-- 課題 --
「the bicycle spoke」を含む行から「139 339 157 350」を含む行まで（その行も含む）を、「番号」と「内容」の2列からなるMarkdownの表として表せ。空行は除くこと。
================================
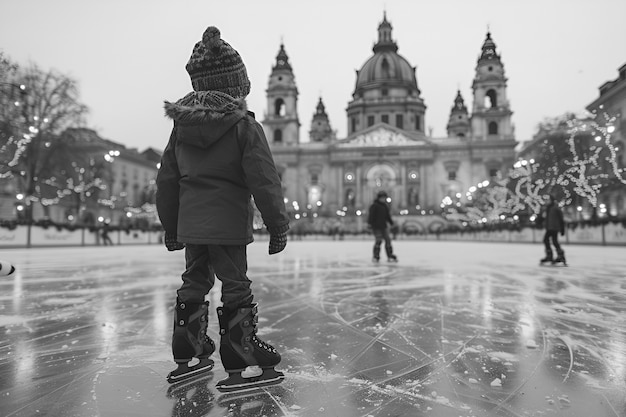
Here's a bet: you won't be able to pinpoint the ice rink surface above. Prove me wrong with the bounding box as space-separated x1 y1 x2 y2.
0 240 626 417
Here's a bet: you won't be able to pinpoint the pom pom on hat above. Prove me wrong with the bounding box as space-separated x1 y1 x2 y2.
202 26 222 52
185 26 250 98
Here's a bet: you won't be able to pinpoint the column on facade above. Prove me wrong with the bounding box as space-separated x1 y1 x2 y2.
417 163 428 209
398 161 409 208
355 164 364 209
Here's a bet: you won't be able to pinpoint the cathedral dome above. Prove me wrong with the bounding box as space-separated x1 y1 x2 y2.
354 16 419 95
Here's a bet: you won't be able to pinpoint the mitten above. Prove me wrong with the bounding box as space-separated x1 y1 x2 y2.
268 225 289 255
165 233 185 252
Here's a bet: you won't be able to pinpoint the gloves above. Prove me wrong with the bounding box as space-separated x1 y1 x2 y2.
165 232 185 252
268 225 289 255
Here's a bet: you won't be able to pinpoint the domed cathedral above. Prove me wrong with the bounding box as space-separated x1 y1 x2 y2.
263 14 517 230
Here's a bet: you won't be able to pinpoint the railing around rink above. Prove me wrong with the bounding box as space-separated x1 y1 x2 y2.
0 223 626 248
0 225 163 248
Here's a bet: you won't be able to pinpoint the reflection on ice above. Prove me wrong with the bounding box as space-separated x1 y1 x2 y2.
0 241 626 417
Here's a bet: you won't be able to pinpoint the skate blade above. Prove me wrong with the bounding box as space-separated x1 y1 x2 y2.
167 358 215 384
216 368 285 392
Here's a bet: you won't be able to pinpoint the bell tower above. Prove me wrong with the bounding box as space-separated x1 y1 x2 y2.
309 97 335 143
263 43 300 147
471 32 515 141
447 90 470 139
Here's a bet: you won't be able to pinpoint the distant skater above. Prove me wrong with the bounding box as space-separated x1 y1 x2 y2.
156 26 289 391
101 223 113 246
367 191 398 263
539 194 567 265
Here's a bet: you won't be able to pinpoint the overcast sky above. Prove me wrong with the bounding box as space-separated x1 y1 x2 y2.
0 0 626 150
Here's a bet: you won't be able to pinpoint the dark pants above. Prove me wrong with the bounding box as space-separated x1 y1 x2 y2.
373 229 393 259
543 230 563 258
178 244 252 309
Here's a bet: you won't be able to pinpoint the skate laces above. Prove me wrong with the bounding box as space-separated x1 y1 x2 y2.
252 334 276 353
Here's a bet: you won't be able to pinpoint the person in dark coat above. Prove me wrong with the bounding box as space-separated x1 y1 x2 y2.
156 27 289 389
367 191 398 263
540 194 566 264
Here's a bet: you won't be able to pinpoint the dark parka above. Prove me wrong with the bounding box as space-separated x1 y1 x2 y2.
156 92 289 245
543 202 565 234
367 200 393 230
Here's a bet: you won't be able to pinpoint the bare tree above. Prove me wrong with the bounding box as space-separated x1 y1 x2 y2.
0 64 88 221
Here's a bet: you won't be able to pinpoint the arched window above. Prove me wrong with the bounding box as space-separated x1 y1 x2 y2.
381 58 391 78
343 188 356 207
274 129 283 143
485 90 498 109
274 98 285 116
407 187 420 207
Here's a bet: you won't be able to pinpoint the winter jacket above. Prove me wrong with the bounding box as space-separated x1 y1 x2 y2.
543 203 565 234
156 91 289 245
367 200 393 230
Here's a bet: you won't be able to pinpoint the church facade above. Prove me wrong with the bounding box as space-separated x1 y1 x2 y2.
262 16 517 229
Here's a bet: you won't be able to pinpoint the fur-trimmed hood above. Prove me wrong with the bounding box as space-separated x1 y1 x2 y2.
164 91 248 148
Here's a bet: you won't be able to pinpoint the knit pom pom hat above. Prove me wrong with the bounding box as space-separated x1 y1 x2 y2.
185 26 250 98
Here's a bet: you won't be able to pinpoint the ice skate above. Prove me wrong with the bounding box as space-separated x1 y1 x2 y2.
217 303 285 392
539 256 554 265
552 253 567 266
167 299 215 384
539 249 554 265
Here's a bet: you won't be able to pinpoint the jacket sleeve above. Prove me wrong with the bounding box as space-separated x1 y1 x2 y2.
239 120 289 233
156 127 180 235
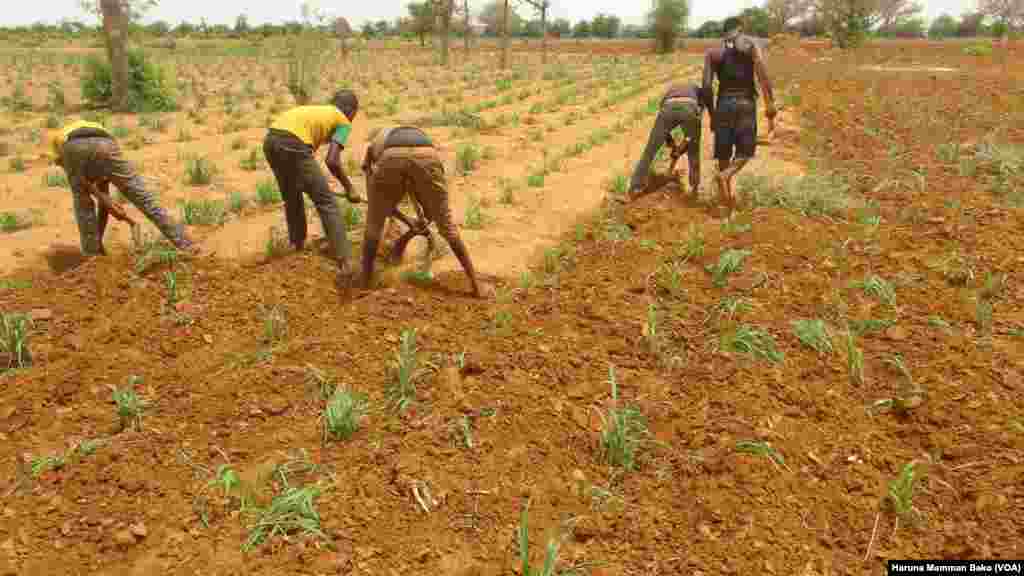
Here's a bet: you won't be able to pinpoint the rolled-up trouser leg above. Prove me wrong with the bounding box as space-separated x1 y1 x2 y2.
================================
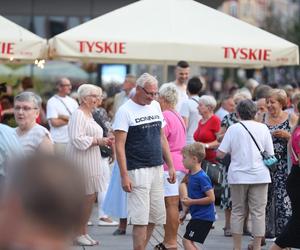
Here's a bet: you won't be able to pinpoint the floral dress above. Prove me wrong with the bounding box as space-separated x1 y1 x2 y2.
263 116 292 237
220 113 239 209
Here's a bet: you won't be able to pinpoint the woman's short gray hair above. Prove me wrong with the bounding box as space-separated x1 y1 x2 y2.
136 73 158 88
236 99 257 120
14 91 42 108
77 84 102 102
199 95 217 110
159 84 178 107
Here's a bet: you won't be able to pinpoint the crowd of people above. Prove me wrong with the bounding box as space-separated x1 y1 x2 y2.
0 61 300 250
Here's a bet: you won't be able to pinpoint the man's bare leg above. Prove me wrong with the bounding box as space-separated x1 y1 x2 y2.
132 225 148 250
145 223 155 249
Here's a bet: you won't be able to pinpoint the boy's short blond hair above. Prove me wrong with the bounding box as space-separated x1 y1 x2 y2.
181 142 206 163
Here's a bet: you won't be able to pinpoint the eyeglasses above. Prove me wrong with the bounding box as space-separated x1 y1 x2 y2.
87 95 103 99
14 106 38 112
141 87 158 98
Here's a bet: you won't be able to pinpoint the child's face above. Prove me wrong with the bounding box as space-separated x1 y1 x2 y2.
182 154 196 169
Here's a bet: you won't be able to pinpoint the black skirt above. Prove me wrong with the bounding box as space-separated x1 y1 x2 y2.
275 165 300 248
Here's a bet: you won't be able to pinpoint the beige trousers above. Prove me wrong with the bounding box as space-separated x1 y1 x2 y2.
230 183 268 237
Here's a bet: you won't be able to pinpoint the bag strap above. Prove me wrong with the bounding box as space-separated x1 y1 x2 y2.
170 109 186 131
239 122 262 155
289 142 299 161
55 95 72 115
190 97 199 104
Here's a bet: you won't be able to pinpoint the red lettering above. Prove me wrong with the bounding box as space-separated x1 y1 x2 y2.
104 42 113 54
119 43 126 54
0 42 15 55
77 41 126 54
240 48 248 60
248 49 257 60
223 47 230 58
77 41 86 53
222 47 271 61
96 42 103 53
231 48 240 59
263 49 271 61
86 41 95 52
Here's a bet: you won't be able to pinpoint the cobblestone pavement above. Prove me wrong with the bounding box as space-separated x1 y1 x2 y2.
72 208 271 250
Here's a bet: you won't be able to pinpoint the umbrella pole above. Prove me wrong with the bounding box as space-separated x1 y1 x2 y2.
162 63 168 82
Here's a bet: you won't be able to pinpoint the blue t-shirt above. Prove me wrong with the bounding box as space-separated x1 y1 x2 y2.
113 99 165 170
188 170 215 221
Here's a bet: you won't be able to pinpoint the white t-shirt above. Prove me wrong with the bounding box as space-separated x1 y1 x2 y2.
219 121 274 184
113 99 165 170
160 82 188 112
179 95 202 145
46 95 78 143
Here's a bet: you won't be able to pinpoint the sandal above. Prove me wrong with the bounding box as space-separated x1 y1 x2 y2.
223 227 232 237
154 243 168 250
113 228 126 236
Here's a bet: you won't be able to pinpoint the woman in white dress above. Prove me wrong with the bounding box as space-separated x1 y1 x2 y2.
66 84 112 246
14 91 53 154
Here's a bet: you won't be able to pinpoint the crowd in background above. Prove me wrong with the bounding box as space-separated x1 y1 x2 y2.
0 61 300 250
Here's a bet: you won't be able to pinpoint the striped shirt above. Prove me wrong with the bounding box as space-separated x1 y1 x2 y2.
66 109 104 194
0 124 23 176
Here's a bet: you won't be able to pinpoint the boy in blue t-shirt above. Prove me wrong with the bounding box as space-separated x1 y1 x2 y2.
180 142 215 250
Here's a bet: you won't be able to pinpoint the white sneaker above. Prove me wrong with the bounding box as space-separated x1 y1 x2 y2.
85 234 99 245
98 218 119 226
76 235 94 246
================================
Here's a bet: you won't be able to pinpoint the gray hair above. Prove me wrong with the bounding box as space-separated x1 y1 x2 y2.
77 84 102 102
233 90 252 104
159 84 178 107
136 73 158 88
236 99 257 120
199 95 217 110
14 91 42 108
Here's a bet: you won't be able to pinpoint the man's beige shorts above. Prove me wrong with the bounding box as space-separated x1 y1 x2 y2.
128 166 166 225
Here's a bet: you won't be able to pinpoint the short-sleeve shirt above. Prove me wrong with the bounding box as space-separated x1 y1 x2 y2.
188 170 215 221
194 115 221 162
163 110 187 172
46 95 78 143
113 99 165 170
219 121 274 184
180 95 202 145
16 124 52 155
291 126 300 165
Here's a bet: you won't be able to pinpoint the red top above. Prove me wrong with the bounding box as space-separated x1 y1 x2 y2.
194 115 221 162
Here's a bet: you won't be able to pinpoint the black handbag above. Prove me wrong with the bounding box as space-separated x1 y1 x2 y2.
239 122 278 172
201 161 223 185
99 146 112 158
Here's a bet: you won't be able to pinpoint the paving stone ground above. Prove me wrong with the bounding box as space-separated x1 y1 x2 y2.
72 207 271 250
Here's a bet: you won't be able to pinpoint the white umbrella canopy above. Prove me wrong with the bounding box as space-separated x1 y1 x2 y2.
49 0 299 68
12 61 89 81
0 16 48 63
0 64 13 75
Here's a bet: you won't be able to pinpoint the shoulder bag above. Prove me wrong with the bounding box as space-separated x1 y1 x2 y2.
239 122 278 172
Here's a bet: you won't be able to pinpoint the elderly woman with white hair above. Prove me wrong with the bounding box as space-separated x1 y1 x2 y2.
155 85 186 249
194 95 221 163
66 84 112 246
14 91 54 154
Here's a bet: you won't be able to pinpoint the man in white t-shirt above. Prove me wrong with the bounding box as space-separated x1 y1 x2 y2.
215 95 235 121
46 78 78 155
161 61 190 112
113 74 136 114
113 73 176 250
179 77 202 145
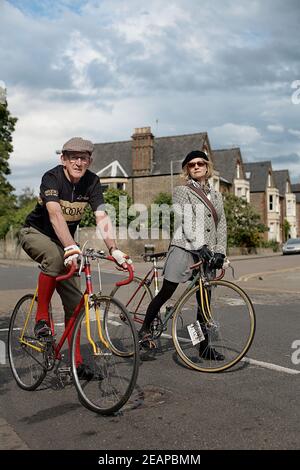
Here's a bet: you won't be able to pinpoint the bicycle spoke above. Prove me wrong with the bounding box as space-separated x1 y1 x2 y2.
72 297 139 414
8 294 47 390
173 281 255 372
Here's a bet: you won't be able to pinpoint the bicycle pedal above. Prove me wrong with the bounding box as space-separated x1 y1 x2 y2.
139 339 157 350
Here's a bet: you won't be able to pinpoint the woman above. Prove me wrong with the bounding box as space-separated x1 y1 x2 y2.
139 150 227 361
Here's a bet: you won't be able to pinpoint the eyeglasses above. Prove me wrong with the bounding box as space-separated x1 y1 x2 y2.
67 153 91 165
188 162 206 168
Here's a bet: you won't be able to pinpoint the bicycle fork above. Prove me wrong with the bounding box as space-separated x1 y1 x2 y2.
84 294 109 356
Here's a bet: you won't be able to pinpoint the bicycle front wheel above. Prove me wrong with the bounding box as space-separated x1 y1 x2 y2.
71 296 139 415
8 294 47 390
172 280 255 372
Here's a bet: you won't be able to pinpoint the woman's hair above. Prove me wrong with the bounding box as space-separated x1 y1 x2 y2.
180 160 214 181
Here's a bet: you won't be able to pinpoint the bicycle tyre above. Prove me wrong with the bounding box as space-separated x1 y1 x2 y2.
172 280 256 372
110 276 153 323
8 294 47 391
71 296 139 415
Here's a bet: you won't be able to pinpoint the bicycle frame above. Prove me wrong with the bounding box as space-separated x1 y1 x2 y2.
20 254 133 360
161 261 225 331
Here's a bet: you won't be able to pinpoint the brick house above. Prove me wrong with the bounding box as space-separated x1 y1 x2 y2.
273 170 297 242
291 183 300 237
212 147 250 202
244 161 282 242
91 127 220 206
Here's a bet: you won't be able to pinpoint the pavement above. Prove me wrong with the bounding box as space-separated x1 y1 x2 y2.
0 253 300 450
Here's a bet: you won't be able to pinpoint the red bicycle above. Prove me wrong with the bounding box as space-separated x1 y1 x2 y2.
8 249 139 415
================================
-- 解答 --
| 番号 | 内容 |
|---|---|
| 1 | Here's a bet: you won't be able to pinpoint the bicycle spoke above. Prove me wrong with the bounding box as space-separated x1 y1 x2 y2. |
| 2 | 72 297 139 414 |
| 3 | 8 294 47 390 |
| 4 | 173 281 255 372 |
| 5 | Here's a bet: you won't be able to pinpoint the bicycle pedal above. Prove me wrong with the bounding box as space-separated x1 y1 x2 y2. |
| 6 | 139 339 157 350 |